### [Work required]
Return the lines below exactly, starting with the line that contains "of the tile" and stopping after the last line.
--- start of Provided material ---
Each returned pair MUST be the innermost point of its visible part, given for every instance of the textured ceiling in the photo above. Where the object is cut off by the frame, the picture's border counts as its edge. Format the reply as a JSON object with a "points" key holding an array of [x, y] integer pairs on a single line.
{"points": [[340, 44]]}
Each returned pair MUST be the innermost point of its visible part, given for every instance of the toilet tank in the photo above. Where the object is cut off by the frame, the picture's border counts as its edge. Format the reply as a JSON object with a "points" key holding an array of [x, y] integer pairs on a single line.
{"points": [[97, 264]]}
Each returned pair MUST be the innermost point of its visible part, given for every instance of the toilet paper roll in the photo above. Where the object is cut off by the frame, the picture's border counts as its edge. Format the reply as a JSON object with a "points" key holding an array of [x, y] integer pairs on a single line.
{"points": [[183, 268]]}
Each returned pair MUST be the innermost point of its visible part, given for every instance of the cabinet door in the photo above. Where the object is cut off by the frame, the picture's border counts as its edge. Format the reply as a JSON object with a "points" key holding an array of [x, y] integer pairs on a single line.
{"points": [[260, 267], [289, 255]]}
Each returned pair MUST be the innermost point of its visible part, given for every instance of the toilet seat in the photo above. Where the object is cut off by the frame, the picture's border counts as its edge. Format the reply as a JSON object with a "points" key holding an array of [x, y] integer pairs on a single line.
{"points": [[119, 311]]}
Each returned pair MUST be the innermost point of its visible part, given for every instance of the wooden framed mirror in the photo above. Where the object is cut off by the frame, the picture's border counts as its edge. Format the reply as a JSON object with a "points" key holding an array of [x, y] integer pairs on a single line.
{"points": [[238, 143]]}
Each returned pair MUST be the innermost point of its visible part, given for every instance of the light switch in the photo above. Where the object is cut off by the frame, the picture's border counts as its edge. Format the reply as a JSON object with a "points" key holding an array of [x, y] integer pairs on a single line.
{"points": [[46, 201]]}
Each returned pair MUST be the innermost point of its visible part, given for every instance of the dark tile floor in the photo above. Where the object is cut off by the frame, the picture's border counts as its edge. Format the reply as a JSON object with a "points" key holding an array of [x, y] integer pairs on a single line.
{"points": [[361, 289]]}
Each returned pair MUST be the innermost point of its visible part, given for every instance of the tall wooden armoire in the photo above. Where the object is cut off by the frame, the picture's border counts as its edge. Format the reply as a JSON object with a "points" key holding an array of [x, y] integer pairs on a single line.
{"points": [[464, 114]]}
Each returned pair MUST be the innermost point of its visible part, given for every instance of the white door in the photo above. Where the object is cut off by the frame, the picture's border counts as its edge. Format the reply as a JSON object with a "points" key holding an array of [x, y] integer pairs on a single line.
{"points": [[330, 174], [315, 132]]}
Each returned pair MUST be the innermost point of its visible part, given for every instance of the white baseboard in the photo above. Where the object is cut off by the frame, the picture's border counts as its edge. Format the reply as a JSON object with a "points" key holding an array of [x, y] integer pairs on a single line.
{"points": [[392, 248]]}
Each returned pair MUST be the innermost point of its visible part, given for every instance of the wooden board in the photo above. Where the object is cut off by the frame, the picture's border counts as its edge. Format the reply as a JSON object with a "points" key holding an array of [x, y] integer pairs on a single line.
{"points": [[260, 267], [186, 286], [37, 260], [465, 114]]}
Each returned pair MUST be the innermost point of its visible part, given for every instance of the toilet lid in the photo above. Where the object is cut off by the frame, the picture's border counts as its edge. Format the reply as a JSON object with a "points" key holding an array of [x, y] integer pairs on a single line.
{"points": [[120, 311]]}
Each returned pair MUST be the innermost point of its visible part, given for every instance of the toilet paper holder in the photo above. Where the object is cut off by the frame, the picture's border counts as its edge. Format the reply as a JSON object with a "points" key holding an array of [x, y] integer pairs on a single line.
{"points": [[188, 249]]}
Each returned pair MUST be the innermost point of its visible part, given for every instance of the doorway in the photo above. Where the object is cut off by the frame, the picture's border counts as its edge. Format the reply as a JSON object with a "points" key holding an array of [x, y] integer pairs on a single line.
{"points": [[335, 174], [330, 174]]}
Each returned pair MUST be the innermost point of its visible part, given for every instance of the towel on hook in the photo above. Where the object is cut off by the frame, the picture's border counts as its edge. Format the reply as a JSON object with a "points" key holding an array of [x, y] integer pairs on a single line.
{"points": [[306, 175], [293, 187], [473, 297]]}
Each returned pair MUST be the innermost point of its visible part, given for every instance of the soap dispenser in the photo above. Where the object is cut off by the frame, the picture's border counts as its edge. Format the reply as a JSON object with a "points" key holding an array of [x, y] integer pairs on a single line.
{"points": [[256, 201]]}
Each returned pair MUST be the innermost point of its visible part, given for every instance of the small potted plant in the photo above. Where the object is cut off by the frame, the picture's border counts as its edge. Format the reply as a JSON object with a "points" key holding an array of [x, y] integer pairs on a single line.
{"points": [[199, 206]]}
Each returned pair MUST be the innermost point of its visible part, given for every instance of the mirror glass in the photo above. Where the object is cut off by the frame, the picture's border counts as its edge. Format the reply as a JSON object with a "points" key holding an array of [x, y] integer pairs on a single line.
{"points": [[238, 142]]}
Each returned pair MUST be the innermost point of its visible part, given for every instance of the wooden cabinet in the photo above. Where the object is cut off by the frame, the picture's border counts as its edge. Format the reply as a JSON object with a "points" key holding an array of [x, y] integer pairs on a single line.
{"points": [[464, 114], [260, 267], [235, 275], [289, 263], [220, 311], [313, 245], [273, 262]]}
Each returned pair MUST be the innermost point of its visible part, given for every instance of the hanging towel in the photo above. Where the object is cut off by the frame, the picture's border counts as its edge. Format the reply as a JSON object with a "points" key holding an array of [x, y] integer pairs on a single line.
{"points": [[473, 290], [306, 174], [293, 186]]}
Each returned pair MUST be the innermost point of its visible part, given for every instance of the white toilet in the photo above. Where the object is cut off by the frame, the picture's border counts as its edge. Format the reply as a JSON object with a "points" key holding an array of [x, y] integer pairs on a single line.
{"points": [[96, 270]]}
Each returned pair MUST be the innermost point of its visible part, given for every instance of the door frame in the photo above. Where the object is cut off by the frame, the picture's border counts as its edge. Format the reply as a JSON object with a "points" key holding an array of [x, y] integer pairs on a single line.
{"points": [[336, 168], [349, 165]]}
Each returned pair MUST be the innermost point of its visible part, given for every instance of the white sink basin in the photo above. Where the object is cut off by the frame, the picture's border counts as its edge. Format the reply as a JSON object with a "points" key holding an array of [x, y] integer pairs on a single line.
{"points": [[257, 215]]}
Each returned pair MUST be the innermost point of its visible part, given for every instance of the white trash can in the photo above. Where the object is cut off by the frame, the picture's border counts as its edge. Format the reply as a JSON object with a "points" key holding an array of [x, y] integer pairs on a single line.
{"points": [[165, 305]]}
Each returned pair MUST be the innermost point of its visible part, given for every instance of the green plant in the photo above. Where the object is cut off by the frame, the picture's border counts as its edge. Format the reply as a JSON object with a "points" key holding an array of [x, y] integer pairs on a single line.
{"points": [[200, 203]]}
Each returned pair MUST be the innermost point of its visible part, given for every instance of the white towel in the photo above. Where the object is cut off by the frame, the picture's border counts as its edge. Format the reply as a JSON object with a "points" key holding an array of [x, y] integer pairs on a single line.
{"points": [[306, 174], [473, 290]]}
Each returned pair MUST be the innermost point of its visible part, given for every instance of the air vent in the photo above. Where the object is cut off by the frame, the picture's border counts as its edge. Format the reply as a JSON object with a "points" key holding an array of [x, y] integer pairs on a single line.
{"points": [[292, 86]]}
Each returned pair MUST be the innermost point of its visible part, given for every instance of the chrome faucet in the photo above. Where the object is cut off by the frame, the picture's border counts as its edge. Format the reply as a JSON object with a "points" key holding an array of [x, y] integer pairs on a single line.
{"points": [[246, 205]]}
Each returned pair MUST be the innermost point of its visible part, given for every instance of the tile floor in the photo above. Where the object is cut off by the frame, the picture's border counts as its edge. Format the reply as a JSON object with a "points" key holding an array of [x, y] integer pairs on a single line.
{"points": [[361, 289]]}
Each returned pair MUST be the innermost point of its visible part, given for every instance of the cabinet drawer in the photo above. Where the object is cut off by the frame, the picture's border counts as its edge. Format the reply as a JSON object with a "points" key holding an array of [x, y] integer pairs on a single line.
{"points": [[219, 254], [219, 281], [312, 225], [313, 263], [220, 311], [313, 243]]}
--- end of Provided material ---
### [Correct output]
Each returned pair MUST be the innermost point of its visible part, given for every instance of the tile floor in the photo above. Where the object is cut off by the frame, the picture's border counts as its edge. Format the reply as a JSON object with a "points" key holding an array of [x, y] integer pairs on a single line.
{"points": [[361, 289]]}
Each returned pair MUST be the innermost point of its visible part, given for every instance of the cabinet drawer in the photo above. Where the object is cut off by the frame, the picture's border counts as its edge. Format the reply as a JSON object with a "points" key holding an array of [x, y] integer pairs on a single line.
{"points": [[219, 254], [219, 281], [312, 225], [313, 263], [220, 311], [313, 243]]}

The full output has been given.